(OBJECTIF INDIQUÉ A): Repérez dans les enregistrements ci-dessous chaque ligne qui contient le mot « slender », puis recopiez ces lignes.

:: PASSAGE CITÉ

Je compte aussi faire le point de notre pays maintenant que la campagne présidentielle est engagée. Je l’ai fait périodiquement à partir de Novembre 2006 pour la précédente jusqu’en Novembre 2007, quand il s’est avéré que le mouvement social allait être inopérant pendant tout le mandat de Nicolas Sarkozy ce que la question des retraites pendant le second semestre de 2010 a confirmée. Je pensais tenter un essai sur la relation entre le mouvement social (le peuple de Michelet et de Lénine plus que de Karl Marx, le peuple acteur et conscient) et le pouvoir politique : ils n’ont fait bon ménage qu’à la Libération et probablement sous de Gaulle. La peur du referendum a caractérisé ses successeurs, sauf François Mitterrand, mais ce dernier a été pour l’essentiel (l’élargissement aux libertés publiques du champ d’application du referendum) empêché par ceux-mêmes qui auraient dû le soutenir : les soi-disant gaullistes. Pour n’avoir pas, jusqu’à présent, su accompagner le mouvement social (grève générale plus encore que manifestations de rues et d’avenues), les socialistes, en dépit de leur nom, ont gâché leur quinquennat obtenu par surprise quand l’Assemblée de 1993 fut dissoute un an avant sa date.

::::
:: ENREGISTREMENTS FOURNIS

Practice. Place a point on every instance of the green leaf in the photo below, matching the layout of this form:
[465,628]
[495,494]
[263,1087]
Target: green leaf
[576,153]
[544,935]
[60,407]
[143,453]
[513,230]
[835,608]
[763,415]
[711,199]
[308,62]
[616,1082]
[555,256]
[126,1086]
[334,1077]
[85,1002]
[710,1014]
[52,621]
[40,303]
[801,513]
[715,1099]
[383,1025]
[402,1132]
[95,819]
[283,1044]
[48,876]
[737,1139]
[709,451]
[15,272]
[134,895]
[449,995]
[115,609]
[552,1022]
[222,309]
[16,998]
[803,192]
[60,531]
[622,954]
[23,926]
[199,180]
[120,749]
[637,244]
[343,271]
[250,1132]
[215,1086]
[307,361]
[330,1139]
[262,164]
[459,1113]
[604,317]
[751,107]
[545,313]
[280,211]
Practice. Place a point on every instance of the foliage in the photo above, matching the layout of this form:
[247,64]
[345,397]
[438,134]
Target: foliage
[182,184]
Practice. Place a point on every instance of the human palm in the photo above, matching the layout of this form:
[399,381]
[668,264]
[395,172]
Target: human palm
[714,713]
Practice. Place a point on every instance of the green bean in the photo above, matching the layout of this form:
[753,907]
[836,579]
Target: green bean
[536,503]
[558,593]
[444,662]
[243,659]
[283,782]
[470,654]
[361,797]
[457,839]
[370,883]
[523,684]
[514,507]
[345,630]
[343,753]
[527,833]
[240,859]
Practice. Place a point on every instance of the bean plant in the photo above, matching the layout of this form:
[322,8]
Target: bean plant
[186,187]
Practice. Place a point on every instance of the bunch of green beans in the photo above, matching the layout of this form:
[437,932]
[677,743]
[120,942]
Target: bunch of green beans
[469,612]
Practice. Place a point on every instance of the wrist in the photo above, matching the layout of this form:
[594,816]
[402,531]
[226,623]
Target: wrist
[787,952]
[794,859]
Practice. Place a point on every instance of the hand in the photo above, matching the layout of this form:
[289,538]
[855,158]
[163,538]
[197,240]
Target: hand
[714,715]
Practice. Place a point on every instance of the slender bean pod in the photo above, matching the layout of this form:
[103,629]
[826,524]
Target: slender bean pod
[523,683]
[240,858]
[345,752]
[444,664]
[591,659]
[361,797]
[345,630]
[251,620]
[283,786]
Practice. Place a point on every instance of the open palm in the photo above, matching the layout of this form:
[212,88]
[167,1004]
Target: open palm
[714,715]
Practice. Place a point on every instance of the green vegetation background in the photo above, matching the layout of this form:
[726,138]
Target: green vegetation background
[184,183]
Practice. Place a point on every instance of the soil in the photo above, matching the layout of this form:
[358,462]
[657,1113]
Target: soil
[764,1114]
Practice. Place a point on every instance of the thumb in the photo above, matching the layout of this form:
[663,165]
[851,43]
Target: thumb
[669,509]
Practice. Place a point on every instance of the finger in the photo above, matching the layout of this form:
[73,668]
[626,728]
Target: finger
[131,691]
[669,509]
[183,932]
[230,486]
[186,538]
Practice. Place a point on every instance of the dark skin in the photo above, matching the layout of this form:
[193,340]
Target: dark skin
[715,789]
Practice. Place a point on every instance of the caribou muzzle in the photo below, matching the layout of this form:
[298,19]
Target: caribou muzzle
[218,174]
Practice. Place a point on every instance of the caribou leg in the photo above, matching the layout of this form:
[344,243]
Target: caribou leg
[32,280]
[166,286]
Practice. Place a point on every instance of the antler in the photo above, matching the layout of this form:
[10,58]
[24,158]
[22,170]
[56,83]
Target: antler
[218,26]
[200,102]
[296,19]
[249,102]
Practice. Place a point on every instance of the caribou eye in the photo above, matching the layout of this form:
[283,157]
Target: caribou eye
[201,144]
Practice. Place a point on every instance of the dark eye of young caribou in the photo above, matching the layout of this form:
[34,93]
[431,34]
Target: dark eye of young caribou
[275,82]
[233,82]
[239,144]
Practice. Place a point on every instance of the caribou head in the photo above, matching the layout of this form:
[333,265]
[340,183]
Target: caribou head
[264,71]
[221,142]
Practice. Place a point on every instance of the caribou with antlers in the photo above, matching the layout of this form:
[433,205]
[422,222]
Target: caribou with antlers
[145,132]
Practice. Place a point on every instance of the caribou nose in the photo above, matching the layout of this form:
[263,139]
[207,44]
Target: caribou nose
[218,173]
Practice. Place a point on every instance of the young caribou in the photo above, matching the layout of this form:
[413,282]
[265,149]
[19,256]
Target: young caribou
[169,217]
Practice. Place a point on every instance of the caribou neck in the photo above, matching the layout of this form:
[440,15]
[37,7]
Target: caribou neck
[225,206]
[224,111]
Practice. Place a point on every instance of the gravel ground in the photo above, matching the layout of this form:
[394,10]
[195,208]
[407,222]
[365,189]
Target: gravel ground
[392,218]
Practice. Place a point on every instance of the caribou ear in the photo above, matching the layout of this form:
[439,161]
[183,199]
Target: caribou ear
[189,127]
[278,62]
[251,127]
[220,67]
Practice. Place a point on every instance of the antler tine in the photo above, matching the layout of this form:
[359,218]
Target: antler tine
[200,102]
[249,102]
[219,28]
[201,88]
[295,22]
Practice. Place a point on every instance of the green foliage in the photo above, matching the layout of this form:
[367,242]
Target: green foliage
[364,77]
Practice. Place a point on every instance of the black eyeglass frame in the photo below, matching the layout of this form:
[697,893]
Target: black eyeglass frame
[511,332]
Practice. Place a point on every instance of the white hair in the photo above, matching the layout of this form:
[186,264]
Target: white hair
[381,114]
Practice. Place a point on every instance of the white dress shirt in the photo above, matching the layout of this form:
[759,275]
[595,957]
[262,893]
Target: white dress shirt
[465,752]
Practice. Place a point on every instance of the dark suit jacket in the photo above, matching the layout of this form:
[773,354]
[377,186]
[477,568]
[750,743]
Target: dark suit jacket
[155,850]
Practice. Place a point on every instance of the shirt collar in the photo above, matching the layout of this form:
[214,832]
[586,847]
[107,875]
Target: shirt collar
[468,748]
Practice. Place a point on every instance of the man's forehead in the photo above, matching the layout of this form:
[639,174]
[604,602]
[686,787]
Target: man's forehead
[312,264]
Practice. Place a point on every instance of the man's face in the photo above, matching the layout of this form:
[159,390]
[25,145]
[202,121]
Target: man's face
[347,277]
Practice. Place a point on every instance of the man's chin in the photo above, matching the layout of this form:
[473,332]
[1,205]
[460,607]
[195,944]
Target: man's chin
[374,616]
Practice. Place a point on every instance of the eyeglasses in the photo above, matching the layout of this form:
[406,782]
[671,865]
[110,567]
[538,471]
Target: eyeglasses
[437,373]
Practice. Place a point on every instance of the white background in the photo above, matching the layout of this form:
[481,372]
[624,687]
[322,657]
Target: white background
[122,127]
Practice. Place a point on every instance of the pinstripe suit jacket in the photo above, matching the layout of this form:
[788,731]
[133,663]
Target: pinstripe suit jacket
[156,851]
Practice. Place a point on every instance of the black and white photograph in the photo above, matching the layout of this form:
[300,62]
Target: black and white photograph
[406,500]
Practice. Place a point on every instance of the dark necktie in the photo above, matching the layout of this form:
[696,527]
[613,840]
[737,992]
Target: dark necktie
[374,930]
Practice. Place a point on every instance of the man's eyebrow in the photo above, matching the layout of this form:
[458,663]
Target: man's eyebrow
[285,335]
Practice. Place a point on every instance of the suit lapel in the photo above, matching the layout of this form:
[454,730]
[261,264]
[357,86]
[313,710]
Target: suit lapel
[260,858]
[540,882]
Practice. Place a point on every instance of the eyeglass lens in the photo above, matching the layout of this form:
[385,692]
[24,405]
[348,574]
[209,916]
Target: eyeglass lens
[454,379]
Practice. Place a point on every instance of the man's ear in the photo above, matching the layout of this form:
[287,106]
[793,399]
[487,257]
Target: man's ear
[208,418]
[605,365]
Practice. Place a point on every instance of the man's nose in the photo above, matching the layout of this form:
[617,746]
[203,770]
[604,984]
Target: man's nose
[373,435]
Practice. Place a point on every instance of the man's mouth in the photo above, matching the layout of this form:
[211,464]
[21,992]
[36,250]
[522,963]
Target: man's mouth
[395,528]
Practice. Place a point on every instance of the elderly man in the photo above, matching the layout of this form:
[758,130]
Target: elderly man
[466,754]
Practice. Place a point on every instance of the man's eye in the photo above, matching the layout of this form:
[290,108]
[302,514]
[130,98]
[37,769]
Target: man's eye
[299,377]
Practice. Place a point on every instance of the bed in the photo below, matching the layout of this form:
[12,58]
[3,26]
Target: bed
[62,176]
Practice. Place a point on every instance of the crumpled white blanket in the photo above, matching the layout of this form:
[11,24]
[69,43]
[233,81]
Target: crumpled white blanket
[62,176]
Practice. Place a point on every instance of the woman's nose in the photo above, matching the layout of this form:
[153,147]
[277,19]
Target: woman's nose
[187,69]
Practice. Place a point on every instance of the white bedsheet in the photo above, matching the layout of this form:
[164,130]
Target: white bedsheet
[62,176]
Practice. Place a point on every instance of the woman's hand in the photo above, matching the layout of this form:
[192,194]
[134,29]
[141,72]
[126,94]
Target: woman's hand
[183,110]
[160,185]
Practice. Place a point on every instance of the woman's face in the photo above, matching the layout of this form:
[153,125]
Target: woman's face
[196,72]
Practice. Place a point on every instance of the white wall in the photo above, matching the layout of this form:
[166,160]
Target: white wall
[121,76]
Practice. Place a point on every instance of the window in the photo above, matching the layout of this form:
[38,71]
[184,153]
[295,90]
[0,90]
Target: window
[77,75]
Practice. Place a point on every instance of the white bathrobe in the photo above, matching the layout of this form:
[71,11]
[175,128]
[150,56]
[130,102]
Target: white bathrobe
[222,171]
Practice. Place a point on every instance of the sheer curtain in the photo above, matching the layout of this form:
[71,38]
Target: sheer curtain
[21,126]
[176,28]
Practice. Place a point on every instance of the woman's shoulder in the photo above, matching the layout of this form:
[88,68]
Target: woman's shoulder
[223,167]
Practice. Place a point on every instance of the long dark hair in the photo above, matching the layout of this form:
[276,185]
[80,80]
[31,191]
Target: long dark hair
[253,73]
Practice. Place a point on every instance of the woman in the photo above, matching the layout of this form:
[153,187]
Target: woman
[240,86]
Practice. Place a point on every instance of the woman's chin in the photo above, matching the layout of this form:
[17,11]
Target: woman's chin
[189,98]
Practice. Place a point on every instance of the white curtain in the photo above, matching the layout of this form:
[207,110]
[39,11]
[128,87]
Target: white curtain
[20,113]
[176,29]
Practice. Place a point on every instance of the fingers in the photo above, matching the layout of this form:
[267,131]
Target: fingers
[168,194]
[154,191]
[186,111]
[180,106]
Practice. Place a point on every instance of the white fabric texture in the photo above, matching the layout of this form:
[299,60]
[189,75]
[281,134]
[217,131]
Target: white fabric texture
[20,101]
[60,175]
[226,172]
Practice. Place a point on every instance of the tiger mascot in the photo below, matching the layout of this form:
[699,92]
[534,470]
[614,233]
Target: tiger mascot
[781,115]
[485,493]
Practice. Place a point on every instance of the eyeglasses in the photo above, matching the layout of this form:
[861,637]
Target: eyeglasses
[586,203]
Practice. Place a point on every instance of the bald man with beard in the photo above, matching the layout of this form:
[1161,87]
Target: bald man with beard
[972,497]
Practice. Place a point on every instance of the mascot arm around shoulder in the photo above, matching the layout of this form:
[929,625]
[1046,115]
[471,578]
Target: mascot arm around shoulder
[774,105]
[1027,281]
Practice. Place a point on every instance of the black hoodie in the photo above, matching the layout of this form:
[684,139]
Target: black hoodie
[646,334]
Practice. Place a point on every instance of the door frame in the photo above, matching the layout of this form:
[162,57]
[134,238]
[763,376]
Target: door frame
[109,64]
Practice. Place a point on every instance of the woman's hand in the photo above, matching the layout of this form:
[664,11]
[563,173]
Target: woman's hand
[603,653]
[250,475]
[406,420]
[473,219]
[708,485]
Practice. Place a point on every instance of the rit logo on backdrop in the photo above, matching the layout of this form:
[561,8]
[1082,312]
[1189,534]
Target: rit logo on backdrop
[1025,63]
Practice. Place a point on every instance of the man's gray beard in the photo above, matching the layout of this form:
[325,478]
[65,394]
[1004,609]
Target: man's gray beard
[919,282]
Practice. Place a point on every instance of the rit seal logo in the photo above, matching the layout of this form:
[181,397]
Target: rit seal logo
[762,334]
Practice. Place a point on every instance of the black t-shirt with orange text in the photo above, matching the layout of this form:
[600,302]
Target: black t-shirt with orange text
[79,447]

::::

(OBJECTIF INDIQUÉ B):
Répondez aux questions suivantes d'après le passage :
(i) À partir de quel mois et de quelle année le point a-t-il été fait périodiquement pour la précédente campagne ?
(ii) Quelle question, pendant le second semestre de 2010, a confirmé que le mouvement social allait être inopérant ?
(iii) Quelle Assemblée fut dissoute un an avant sa date ?

(RÉPONSE ATTENDUE A):
Practice. Place a point on every instance of the slender bean pod in the photo above, matching the layout of this form:
Target: slender bean pod

(RÉPONSE ATTENDUE B):
(i) Novembre 2006.
(ii) La question des retraites.
(iii) L'Assemblée de 1993.